Les tailles en fiançailles : des pratiques toujours d’actualité; L’avis constructif d’un spécialiste

22 février 2018

            La taille en Fiançailles est très souvent considérée comme étant une pratique « vieillotte » et inadaptée à l’organisation humaine et économique actuelle des propriétés viticoles. Pourtant, un certain nombre de viticulteurs qui l’ont mis en œuvre au printemps 2017, en ont perçu les bienfaits. Le risque de gel de printemps que l’on avait presque oublié dans la région délimitée depuis deux décennies est  malheureusement redevenu d’actualité lors des printemps 2016 et surtout en 2017. Jean-Christophe Gérardin, l’expert taille de la chambre d’Agriculture de la Charente porte un regard constructif sur cette pratique qui a fait ses preuves depuis longtemps.

# LIGNES DE DONNÉES:
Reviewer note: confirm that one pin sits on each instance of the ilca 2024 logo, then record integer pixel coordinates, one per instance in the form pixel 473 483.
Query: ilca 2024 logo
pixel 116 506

# CONSIGNE A:
Dans le passage sur la taille en Fiançailles, recopiez l'extrait qui commence par « La taille en » et se termine après « preuves depuis longtemps. », en substituant « vignerons » à « viticulteurs ».
# CONSIGNE B:
Rédigez la suite du texte sur la taille en Fiançailles.

# RÉPONSE A:
La taille en Fiançailles est très souvent considérée comme étant une pratique « vieillotte » et inadaptée à l’organisation humaine et économique actuelle des propriétés viticoles. Pourtant, un certain nombre de vignerons qui l’ont mis en œuvre au printemps 2017, en ont perçu les bienfaits. Le risque de gel de printemps que l’on avait presque oublié dans la région délimitée depuis deux décennies est  malheureusement redevenu d’actualité lors des printemps 2016 et surtout en 2017. Jean-Christophe Gérardin, l’expert taille de la chambre d’Agriculture de la Charente porte un regard constructif sur cette pratique qui a fait ses preuves depuis longtemps.

# RÉPONSE B:
 Dans toutes les zones de production basses de la région délimitée, les démarches de taille tardive faisaient partie « du bagage culturel » de la plupart viticulteurs mais la succession de conditions climatiques printanières clémentes a eu tendance à faire oublier pratiques « de précaution ». L’évolution des structures de production avec l’une augmentation constante des surfaces des propriétés a aussi modifié profondément l’organisation de tous les travaux et tout particulièrement ceux concernant la taille, le tirage des bois et l’attachage. La mise en œuvre d’approches de gestion économiques rationnelles, l’externalisation partielle ou totale des travaux les plus lourds ont trop souvent supplanté les principes agronomiques. Pourtant, le respect des contraintes agro-climatiques représente pourtant un volet majeur et noble du métier de viticulteur dont l’importance s’est avérée déterminante au cours des derniers millésimes.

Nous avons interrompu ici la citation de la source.